[Goal of the exercise]: Every entry needs to be given again exactly as it reads.

[Dataset excerpts]:
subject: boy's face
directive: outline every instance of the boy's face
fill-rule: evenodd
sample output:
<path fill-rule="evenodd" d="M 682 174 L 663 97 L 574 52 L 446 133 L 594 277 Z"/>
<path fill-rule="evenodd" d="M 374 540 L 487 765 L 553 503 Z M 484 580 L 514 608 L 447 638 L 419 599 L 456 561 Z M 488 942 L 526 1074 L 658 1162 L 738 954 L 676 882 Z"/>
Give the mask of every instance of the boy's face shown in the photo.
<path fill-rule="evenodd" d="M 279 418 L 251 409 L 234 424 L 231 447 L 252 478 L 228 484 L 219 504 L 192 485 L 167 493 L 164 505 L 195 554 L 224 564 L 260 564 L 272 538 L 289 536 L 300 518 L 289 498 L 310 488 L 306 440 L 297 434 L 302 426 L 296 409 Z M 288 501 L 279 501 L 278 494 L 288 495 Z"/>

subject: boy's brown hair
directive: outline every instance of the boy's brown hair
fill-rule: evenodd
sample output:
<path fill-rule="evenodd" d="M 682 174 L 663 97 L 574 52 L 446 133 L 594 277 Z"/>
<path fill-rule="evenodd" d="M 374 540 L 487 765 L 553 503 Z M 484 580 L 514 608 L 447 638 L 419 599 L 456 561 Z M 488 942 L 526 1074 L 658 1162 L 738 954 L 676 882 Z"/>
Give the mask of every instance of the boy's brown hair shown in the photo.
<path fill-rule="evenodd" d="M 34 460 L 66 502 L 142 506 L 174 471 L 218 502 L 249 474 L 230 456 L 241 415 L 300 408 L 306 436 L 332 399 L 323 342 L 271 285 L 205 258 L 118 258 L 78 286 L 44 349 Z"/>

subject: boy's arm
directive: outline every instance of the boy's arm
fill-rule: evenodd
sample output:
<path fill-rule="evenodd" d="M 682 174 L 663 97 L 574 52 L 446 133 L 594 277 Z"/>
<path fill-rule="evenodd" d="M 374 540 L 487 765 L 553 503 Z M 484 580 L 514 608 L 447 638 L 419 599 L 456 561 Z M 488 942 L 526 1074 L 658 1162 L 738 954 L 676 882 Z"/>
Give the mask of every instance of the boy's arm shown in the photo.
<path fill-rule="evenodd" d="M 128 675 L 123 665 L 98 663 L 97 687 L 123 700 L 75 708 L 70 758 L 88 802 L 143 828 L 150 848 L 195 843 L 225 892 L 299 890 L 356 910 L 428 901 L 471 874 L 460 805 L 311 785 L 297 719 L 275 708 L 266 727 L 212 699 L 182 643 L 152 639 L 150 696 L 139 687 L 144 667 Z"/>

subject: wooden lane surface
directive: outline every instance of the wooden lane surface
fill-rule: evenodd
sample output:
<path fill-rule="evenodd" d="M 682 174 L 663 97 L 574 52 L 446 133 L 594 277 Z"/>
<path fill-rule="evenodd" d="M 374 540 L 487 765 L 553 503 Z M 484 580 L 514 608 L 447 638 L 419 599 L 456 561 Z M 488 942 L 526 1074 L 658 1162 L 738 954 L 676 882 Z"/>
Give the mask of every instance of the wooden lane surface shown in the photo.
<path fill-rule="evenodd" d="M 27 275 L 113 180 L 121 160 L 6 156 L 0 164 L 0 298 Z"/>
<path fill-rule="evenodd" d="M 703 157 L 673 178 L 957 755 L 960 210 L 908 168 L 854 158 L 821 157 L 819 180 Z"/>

[Finished exercise]:
subject: boy's face
directive: outline every instance of the boy's face
fill-rule: evenodd
sample output:
<path fill-rule="evenodd" d="M 682 174 L 663 97 L 574 52 L 446 133 L 594 277 Z"/>
<path fill-rule="evenodd" d="M 374 540 L 487 765 L 553 503 Z M 484 580 L 514 608 L 447 638 L 419 599 L 456 561 Z M 488 942 L 526 1074 L 658 1162 L 738 954 L 676 882 Z"/>
Give the mask of every instance of the boy's face shown in the photo.
<path fill-rule="evenodd" d="M 279 418 L 251 409 L 234 424 L 231 447 L 252 478 L 228 484 L 219 504 L 192 485 L 167 493 L 164 505 L 195 554 L 224 564 L 260 564 L 272 538 L 289 536 L 300 518 L 289 498 L 310 488 L 306 440 L 297 434 L 302 426 L 296 409 Z M 288 501 L 279 501 L 278 494 L 288 495 Z"/>

subject: boy's brown hair
directive: outline every instance of the boy's brown hair
fill-rule: evenodd
sample output:
<path fill-rule="evenodd" d="M 682 174 L 663 97 L 574 52 L 446 133 L 594 277 Z"/>
<path fill-rule="evenodd" d="M 374 540 L 487 765 L 553 503 Z M 484 580 L 514 608 L 447 638 L 419 599 L 456 561 Z M 488 942 L 526 1074 L 658 1162 L 738 954 L 676 882 Z"/>
Give the mask of every instance of the boy's brown hair shown in the photo.
<path fill-rule="evenodd" d="M 34 460 L 66 502 L 142 506 L 174 471 L 218 502 L 249 474 L 230 456 L 241 415 L 300 408 L 306 436 L 332 399 L 323 342 L 271 285 L 205 258 L 118 258 L 78 286 L 44 349 Z"/>

subject: boy's arm
directive: outline every instance of the boy's arm
fill-rule: evenodd
sample output:
<path fill-rule="evenodd" d="M 682 174 L 663 97 L 574 52 L 446 133 L 594 277 Z"/>
<path fill-rule="evenodd" d="M 374 540 L 487 765 L 553 503 Z M 484 580 L 514 608 L 447 638 L 419 599 L 456 561 Z M 488 942 L 526 1074 L 658 1162 L 738 954 L 676 882 Z"/>
Give the mask of every instance of the boy's arm shown in the photo.
<path fill-rule="evenodd" d="M 128 675 L 123 665 L 98 663 L 97 687 L 123 700 L 75 708 L 70 758 L 88 802 L 143 828 L 150 848 L 195 843 L 225 892 L 299 890 L 356 910 L 428 901 L 471 874 L 460 805 L 311 785 L 297 719 L 275 708 L 266 727 L 212 699 L 182 643 L 152 639 L 150 696 L 139 687 L 144 667 Z"/>

subject: wooden lane surface
directive: outline every instance of the wooden lane surface
fill-rule: evenodd
sample output:
<path fill-rule="evenodd" d="M 682 174 L 663 97 L 574 52 L 446 133 L 594 277 Z"/>
<path fill-rule="evenodd" d="M 374 540 L 487 765 L 553 503 Z M 484 580 L 514 608 L 447 638 L 419 599 L 456 561 Z M 488 942 L 526 1074 L 658 1162 L 738 954 L 676 882 Z"/>
Give the mask of every instance of the wooden lane surface shown in the photo.
<path fill-rule="evenodd" d="M 27 275 L 113 180 L 121 160 L 6 156 L 0 164 L 0 298 Z"/>
<path fill-rule="evenodd" d="M 703 157 L 673 178 L 957 755 L 960 210 L 908 168 L 854 158 L 821 157 L 819 180 Z"/>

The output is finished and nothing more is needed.